What this task involves >> Beginning at the line containing "Target: black fabric" and continuing to the end of the records below, give each line again exactly as it stands, and only those lines.

(Stored items from a collection)
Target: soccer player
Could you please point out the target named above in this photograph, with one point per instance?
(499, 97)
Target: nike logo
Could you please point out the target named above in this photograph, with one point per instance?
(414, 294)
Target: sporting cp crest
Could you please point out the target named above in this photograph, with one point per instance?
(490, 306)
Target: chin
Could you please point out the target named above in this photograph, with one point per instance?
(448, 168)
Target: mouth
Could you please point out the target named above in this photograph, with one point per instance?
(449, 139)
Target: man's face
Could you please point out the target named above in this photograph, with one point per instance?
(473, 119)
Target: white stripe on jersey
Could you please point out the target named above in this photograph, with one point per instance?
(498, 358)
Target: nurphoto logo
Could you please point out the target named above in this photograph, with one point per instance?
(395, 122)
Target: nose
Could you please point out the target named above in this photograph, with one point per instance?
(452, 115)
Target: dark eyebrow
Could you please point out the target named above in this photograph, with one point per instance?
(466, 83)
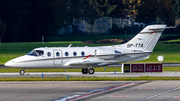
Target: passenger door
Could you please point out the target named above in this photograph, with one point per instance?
(57, 55)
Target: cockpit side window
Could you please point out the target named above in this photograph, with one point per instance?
(36, 53)
(39, 52)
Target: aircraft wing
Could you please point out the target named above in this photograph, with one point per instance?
(86, 63)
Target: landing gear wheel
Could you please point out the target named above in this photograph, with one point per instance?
(85, 71)
(22, 72)
(91, 71)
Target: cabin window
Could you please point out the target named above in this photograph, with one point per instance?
(36, 53)
(82, 53)
(66, 53)
(49, 54)
(57, 54)
(74, 53)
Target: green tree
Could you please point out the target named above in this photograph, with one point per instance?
(146, 13)
(166, 11)
(2, 29)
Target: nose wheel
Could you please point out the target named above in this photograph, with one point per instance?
(86, 70)
(22, 72)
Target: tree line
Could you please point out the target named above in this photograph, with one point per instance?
(29, 20)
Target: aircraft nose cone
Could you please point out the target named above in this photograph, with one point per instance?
(9, 63)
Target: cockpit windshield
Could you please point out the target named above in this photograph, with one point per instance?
(36, 53)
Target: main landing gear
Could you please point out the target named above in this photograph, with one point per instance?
(21, 72)
(86, 70)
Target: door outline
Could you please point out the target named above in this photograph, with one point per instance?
(57, 60)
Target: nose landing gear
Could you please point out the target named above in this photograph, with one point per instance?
(86, 70)
(21, 72)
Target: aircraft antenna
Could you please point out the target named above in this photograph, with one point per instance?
(70, 45)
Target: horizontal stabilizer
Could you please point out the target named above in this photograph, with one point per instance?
(86, 63)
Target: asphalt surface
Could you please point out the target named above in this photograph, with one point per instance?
(90, 91)
(56, 90)
(164, 64)
(96, 74)
(152, 91)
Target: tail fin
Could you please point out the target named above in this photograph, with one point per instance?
(146, 39)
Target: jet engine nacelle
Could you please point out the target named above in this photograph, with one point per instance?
(105, 54)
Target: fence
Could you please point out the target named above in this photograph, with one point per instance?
(105, 26)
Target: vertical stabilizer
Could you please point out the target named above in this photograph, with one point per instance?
(146, 39)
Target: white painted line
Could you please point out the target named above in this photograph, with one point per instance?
(99, 92)
(176, 97)
(146, 88)
(119, 96)
(153, 96)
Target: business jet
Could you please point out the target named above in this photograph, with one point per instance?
(138, 48)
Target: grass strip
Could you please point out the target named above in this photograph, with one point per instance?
(142, 78)
(99, 69)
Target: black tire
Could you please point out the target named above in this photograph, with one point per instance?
(91, 71)
(22, 72)
(85, 71)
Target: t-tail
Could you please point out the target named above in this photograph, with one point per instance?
(146, 39)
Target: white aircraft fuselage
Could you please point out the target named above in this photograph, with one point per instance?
(138, 48)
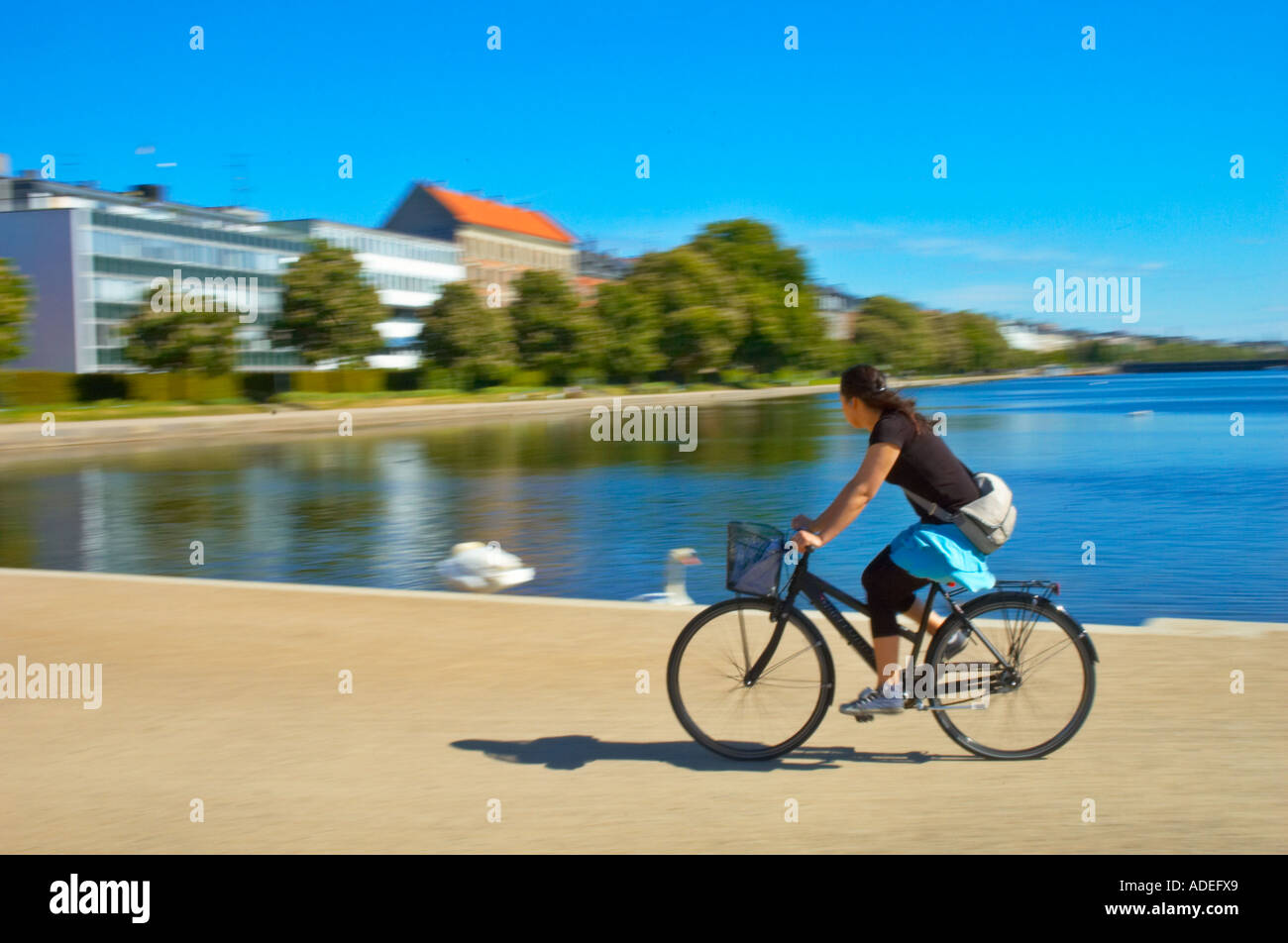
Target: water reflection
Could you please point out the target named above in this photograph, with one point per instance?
(597, 518)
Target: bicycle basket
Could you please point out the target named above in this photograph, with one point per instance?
(755, 560)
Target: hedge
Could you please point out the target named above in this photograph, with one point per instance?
(38, 386)
(47, 386)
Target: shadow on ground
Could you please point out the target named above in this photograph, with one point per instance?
(576, 751)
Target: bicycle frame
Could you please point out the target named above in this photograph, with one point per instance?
(818, 591)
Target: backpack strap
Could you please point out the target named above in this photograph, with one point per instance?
(931, 509)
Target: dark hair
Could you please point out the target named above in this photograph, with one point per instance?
(868, 384)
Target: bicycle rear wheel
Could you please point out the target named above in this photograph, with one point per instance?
(778, 712)
(1029, 702)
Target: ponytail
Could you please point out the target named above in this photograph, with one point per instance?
(868, 384)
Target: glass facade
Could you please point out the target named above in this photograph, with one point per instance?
(128, 253)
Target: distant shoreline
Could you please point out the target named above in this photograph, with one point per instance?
(22, 441)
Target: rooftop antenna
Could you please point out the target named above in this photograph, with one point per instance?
(239, 169)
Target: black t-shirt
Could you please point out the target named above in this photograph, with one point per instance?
(925, 466)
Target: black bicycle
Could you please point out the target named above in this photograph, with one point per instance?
(751, 678)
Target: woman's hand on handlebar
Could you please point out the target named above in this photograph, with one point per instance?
(806, 540)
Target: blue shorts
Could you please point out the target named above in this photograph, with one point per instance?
(943, 554)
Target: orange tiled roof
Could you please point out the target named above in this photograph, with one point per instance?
(478, 211)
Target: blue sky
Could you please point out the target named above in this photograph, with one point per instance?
(1106, 162)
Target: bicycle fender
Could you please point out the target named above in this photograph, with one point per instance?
(1043, 605)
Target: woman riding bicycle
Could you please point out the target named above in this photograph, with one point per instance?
(903, 450)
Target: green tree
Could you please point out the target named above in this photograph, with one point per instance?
(176, 339)
(465, 335)
(631, 331)
(893, 334)
(777, 334)
(16, 299)
(698, 338)
(552, 330)
(329, 312)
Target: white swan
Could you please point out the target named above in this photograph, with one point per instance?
(483, 569)
(675, 592)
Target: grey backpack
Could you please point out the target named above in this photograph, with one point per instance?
(988, 521)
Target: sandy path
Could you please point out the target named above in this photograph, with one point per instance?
(227, 692)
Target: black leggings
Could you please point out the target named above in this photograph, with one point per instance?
(890, 590)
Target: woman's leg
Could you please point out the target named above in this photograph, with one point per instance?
(890, 590)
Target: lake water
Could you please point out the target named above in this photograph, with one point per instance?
(1185, 518)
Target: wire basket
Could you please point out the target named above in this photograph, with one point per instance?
(755, 561)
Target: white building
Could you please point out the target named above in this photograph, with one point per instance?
(1041, 338)
(408, 272)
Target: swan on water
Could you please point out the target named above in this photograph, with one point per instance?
(675, 591)
(483, 569)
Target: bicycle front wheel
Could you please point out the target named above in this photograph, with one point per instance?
(706, 681)
(1025, 703)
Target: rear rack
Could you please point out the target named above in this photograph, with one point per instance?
(1048, 587)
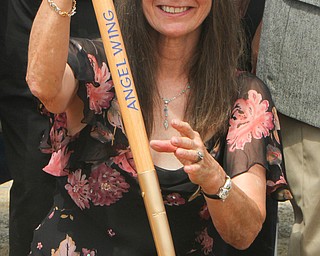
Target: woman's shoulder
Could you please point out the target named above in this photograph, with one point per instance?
(248, 82)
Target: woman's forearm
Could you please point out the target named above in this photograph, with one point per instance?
(239, 218)
(47, 56)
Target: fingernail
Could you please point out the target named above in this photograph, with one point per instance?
(174, 140)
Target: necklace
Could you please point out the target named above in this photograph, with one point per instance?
(166, 103)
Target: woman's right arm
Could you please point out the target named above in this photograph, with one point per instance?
(49, 77)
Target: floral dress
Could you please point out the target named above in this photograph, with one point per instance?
(98, 208)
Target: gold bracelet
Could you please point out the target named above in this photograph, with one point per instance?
(63, 13)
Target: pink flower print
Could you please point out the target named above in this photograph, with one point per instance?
(276, 124)
(125, 161)
(206, 241)
(114, 116)
(174, 199)
(39, 246)
(58, 163)
(78, 189)
(106, 185)
(66, 247)
(274, 155)
(86, 252)
(101, 133)
(99, 96)
(204, 212)
(250, 118)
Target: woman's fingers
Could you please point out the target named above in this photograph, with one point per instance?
(184, 128)
(162, 146)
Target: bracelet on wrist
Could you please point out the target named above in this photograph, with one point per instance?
(63, 13)
(223, 191)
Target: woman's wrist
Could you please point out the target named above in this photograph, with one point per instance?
(68, 12)
(223, 191)
(213, 184)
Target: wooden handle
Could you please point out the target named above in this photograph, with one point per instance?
(133, 124)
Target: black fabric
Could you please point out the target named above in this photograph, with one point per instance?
(99, 198)
(31, 195)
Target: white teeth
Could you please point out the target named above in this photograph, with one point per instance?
(173, 9)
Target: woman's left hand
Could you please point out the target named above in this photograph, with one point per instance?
(191, 152)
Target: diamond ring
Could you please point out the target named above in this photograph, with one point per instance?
(200, 156)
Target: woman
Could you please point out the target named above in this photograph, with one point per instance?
(184, 58)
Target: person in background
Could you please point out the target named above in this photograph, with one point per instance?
(251, 13)
(31, 194)
(215, 159)
(289, 63)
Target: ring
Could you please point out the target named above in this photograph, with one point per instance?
(200, 156)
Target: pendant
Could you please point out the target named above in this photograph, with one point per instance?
(166, 124)
(165, 110)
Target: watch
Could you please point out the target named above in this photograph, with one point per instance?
(223, 191)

Correct output >>
Target: black fabric
Could you please point out the target named above in this photograph, with one point per instance?
(99, 198)
(31, 195)
Target: white teeth
Could you please point out the target named above in this photograph, with one point per instance?
(173, 9)
Target: woman's left hand
Could you please point out the target named above in this photograph, with one point per instance?
(191, 152)
Target: diamond ring
Could you please point out the target named above in this photograph, with one point per instance?
(200, 156)
Target: woman
Could you please point out the target named above in this photograph, with one point per instance?
(184, 58)
Target: person in background
Could you please point out the target named above in this photograph, with one point per instance?
(251, 13)
(31, 194)
(215, 159)
(289, 63)
Target: ring
Could you please point out the target named above in this photograph, with one point per instance?
(200, 156)
Target: pendant
Could you please point out the target named above in this photograph, with one point per instance?
(166, 124)
(165, 110)
Target: watch
Could you please point out the target named above in this photograph, with one point per instance?
(223, 191)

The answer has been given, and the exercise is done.